### [EXERCISE TEXT]
Comparative experiments were conducted mainly in view of stage-related biomarker prediction. The proposed method was compared with the three conventional methods on biomarker identification: differentially expression genes (DEGs) Love et al. (2014), WGCNA Horvath (2011) and RelifF Robnik-Šikonja and Kononenko (2003). DEGs were mainly obtained using R package DESeq2 to conduct differential expression analysis, and the DEGs were treated as biomarkers. Based on differential expression data, WGCNA (Weighted Gene Co-expression Network Analysis) is a method used to construct co-expression networks from gene expression data, which is currently widely applied in the identification of biomarkers for complex diseases and drug targets. RelifF is a machine learning method on binary classification, which could identify the biomarkers.

Moreover, to ensure an equivalent comparison, the four methods were compared based on their best performance. Also, the features in all genes were performed as a control group. The F1 score was employed for evaluation since it is not influenced by the varying number of features across different methods. The results of the comparative experiments on LUAD datasets and BRCA datasets are shown in Table 3.

Table 3

Table 3. The comparison of identification in stage-related biomarkers among SFR-GSN, three conventional methods, and all genes on LUAD and BRCA datasets.

From the table, it is shown that the proposed method significantly outperforms other methods in terms of F1 scores. Additionally, the proposed method provides fewer features than other methods, which indicates the proposed method could identify the biomarker more accurately.

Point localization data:

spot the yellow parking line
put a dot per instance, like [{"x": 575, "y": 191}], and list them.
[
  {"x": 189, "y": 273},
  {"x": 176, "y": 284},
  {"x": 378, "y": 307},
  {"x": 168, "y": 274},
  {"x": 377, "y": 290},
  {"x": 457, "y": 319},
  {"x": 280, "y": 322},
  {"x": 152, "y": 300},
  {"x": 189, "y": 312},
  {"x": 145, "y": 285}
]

### [ACTIVITY LIST]
**1)** Please rewrite the paragraph of the biomarker comparison text that begins "Moreover, to ensure an equivalent comparison" as a short list, keeping its main facts.
**2)** Repeat the part of the biomarker comparison text between "Moreover, to ensure" and "biomarker more accurately.", inclusive.

### [RESPONSES IN ORDER]
**1)**
- The four methods were compared at their best performance so that the comparison would be equivalent.
- The features in all genes served as a control group.
- The F1 score was used for evaluation because it is not affected by the differing numbers of features across methods.
- Table 3 shows the results of the comparative experiments on the LUAD and BRCA datasets.

**2)**
Moreover, to ensure an equivalent comparison, the four methods were compared based on their best performance. Also, the features in all genes were performed as a control group. The F1 score was employed for evaluation since it is not influenced by the varying number of features across different methods. The results of the comparative experiments on LUAD datasets and BRCA datasets are shown in Table 3.

Table 3

Table 3. The comparison of identification in stage-related biomarkers among SFR-GSN, three conventional methods, and all genes on LUAD and BRCA datasets.

From the table, it is shown that the proposed method significantly outperforms other methods in terms of F1 scores. Additionally, the proposed method provides fewer features than other methods, which indicates the proposed method could identify the biomarker more accurately.